>> START Working data

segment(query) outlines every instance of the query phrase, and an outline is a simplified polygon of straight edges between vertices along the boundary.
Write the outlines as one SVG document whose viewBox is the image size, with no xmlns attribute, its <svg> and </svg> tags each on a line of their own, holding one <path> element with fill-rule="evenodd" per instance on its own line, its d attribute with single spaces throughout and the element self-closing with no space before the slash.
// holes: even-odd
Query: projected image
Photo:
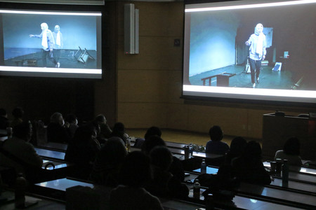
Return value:
<svg viewBox="0 0 316 210">
<path fill-rule="evenodd" d="M 256 99 L 253 95 L 277 90 L 302 90 L 315 97 L 316 4 L 238 8 L 230 4 L 236 3 L 222 4 L 219 10 L 212 4 L 186 5 L 184 94 L 197 88 L 197 95 L 222 92 Z M 291 97 L 284 92 L 280 96 Z"/>
<path fill-rule="evenodd" d="M 100 13 L 0 10 L 0 14 L 4 71 L 15 66 L 12 71 L 23 74 L 42 71 L 58 76 L 73 73 L 101 77 Z"/>
</svg>

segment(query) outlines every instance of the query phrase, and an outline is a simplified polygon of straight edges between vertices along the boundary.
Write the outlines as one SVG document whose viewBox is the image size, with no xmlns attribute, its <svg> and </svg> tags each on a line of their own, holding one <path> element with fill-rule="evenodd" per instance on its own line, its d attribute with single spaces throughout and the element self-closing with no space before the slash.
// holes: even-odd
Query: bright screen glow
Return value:
<svg viewBox="0 0 316 210">
<path fill-rule="evenodd" d="M 101 78 L 101 15 L 0 9 L 0 76 Z"/>
<path fill-rule="evenodd" d="M 316 103 L 316 1 L 279 1 L 186 4 L 183 96 Z"/>
</svg>

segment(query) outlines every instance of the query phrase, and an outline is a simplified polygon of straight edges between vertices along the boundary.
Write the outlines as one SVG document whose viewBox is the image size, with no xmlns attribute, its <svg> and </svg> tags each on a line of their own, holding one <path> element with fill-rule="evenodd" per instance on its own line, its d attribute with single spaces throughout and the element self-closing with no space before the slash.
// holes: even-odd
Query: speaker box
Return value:
<svg viewBox="0 0 316 210">
<path fill-rule="evenodd" d="M 133 4 L 124 4 L 124 53 L 139 53 L 139 10 Z"/>
</svg>

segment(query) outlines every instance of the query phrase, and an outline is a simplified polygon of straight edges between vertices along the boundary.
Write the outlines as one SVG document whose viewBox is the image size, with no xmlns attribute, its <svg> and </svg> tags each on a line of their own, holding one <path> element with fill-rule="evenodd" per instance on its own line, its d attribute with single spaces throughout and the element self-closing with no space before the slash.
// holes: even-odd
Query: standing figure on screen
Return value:
<svg viewBox="0 0 316 210">
<path fill-rule="evenodd" d="M 54 57 L 57 61 L 57 65 L 59 67 L 60 66 L 60 50 L 62 48 L 63 46 L 62 34 L 60 32 L 60 27 L 59 25 L 56 24 L 55 26 L 53 36 L 54 36 L 55 40 L 55 45 L 53 47 Z"/>
<path fill-rule="evenodd" d="M 261 61 L 265 59 L 267 53 L 265 35 L 263 31 L 263 25 L 261 23 L 257 24 L 254 34 L 251 34 L 249 39 L 245 42 L 246 46 L 249 46 L 250 74 L 254 88 L 256 87 L 255 76 L 257 83 L 259 83 Z"/>
<path fill-rule="evenodd" d="M 29 37 L 41 38 L 41 58 L 43 66 L 47 66 L 46 57 L 55 64 L 55 66 L 59 68 L 58 62 L 55 59 L 53 55 L 53 48 L 55 44 L 53 33 L 48 29 L 48 25 L 46 22 L 41 24 L 41 33 L 39 35 L 29 34 Z"/>
</svg>

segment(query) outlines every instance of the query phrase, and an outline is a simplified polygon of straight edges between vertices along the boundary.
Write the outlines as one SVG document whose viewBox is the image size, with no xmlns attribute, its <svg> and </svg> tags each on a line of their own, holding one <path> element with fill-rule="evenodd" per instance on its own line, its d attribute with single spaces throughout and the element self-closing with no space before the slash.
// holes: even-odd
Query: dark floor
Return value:
<svg viewBox="0 0 316 210">
<path fill-rule="evenodd" d="M 81 59 L 78 59 L 81 52 L 78 50 L 62 50 L 60 52 L 60 57 L 59 62 L 60 68 L 72 68 L 72 69 L 97 69 L 96 51 L 88 50 L 88 53 L 94 59 L 88 58 L 85 62 Z M 77 54 L 76 54 L 77 52 Z M 87 55 L 88 56 L 88 55 Z M 29 60 L 35 60 L 32 64 L 27 63 Z M 79 61 L 80 60 L 80 61 Z M 55 67 L 55 64 L 47 59 L 47 67 Z M 17 56 L 11 59 L 5 60 L 5 65 L 10 66 L 36 66 L 42 67 L 43 62 L 41 59 L 41 52 L 34 52 L 33 53 Z"/>
<path fill-rule="evenodd" d="M 297 81 L 292 79 L 289 71 L 274 71 L 273 66 L 262 66 L 260 73 L 260 83 L 256 84 L 256 88 L 291 90 Z M 208 71 L 189 78 L 191 85 L 203 85 L 203 78 L 221 73 L 236 74 L 229 78 L 229 87 L 252 88 L 250 73 L 246 73 L 244 65 L 231 65 L 212 71 Z M 208 82 L 206 82 L 208 85 Z M 216 77 L 212 78 L 212 86 L 217 86 Z"/>
</svg>

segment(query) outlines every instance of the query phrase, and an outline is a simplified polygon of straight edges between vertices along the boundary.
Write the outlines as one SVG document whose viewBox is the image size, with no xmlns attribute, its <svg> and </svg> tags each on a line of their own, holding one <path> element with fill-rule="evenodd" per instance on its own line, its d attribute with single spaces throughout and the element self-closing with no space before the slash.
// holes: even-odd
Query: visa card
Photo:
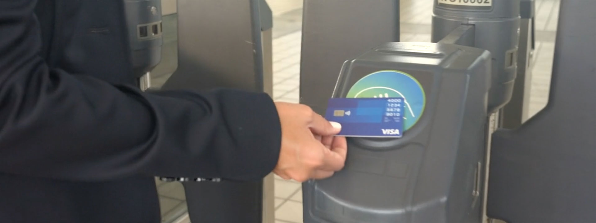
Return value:
<svg viewBox="0 0 596 223">
<path fill-rule="evenodd" d="M 401 137 L 403 102 L 403 98 L 331 98 L 325 118 L 342 124 L 338 136 Z"/>
</svg>

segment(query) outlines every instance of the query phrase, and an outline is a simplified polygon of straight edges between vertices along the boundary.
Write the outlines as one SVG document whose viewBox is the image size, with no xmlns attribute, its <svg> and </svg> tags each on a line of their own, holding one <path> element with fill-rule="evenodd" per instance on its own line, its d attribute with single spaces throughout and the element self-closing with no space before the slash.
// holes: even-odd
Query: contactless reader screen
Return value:
<svg viewBox="0 0 596 223">
<path fill-rule="evenodd" d="M 415 76 L 412 76 L 414 74 Z M 426 95 L 433 83 L 432 73 L 424 71 L 405 71 L 352 67 L 343 78 L 336 97 L 347 98 L 402 98 L 404 131 L 413 127 L 424 111 Z"/>
</svg>

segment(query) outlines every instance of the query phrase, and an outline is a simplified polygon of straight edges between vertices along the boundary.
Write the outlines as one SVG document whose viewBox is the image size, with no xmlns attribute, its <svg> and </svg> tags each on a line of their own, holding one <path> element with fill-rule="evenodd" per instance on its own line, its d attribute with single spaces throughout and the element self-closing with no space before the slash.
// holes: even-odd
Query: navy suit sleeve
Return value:
<svg viewBox="0 0 596 223">
<path fill-rule="evenodd" d="M 0 164 L 13 174 L 263 177 L 281 127 L 265 93 L 141 92 L 51 69 L 33 1 L 0 1 Z"/>
</svg>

>> END Working data

How many lines in the items above contain the string "screen"? Case counts; reply with the number only.

The result |
3